- Task to complete: Reproduce the lines from the one containing "like [[272, 107]]." through the one containing "[[931, 429], [817, 454], [993, 460]]", renaming "stone column" to "stone pillar" and keeping everything else the same.

**** Record excerpts

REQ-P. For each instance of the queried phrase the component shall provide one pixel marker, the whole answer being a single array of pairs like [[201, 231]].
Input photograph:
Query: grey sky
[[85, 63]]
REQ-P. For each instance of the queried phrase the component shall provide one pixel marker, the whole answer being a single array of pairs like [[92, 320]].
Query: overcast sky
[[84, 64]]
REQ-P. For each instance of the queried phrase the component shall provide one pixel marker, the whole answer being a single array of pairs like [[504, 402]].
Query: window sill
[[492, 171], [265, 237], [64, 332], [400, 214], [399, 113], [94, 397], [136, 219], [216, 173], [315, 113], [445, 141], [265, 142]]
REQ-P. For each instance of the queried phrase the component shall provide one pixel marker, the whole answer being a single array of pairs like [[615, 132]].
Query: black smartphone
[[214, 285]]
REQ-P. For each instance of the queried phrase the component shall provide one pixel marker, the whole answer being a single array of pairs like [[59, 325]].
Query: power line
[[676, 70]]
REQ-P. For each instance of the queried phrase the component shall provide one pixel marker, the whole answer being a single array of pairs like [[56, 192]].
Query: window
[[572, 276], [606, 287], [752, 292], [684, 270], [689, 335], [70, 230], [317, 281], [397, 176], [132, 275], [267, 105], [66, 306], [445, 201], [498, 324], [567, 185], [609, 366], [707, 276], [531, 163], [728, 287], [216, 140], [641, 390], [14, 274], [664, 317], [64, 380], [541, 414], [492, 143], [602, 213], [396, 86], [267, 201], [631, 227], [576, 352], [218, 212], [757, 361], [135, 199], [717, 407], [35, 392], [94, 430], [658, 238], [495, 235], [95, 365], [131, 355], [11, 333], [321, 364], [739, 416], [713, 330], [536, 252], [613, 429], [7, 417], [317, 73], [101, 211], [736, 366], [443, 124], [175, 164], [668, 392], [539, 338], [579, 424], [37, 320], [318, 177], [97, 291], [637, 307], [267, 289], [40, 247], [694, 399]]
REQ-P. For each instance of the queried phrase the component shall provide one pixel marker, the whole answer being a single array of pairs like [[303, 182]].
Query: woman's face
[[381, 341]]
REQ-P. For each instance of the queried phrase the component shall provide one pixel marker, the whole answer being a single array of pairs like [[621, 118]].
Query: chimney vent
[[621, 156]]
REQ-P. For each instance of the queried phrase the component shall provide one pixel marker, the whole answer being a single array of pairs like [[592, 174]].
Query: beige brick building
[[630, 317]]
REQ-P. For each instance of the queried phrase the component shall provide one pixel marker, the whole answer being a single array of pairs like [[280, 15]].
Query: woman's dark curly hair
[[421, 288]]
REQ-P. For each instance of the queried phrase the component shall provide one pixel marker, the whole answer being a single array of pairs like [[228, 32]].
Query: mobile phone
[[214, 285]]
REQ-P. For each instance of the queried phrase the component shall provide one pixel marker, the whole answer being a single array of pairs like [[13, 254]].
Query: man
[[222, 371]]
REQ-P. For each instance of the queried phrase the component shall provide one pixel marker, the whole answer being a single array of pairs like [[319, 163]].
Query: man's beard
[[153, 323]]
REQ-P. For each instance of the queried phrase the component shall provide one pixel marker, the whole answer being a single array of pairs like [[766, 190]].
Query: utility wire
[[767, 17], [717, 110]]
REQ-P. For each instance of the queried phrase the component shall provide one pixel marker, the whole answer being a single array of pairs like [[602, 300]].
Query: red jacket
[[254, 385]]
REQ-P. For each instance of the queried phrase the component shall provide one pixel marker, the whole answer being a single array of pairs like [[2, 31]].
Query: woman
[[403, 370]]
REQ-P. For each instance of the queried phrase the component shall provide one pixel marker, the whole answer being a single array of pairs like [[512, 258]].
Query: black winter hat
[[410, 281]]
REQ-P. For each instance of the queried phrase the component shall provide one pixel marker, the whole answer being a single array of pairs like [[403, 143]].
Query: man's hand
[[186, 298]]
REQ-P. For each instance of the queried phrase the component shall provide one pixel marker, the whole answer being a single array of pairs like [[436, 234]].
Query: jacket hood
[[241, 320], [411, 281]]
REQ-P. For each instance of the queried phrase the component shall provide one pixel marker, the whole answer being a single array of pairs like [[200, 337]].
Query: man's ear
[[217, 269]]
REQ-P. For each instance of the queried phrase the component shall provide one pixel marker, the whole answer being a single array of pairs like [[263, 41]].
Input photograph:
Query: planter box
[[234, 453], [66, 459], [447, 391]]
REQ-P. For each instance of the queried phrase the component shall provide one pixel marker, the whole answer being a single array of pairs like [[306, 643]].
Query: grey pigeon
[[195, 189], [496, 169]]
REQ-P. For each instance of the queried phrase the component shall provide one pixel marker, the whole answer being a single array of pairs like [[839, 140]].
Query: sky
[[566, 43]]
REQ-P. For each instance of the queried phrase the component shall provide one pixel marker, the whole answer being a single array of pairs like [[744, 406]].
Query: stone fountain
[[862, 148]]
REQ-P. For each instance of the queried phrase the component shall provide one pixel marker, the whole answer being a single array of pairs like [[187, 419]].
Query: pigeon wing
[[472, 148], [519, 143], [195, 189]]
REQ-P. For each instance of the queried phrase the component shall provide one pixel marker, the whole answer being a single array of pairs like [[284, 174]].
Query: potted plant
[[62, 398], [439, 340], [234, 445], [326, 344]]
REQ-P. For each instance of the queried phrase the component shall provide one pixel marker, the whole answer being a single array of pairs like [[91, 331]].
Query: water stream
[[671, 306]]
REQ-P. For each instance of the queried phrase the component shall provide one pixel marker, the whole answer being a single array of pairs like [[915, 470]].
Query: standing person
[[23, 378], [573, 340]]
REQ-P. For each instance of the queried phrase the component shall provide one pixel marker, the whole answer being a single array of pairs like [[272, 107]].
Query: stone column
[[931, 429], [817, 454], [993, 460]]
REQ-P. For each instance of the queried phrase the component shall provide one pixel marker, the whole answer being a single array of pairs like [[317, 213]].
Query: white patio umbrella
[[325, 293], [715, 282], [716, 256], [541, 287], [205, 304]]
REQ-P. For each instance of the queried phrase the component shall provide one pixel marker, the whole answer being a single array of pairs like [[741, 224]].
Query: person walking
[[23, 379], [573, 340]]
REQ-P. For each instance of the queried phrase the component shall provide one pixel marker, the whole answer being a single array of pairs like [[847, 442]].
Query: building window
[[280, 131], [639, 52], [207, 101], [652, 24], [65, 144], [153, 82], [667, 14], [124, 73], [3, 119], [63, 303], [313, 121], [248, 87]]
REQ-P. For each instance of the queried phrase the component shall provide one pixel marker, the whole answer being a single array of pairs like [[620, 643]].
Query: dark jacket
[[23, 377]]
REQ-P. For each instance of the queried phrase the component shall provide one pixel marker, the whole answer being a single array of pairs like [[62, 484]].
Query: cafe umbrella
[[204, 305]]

********

- Exercise solution:
REQ-P. For each instance of the queried phrase the component shall provide one pixel marker, the whole answer being a single array of pairs like [[272, 107]].
Query: stone pillar
[[931, 429], [817, 454], [993, 460]]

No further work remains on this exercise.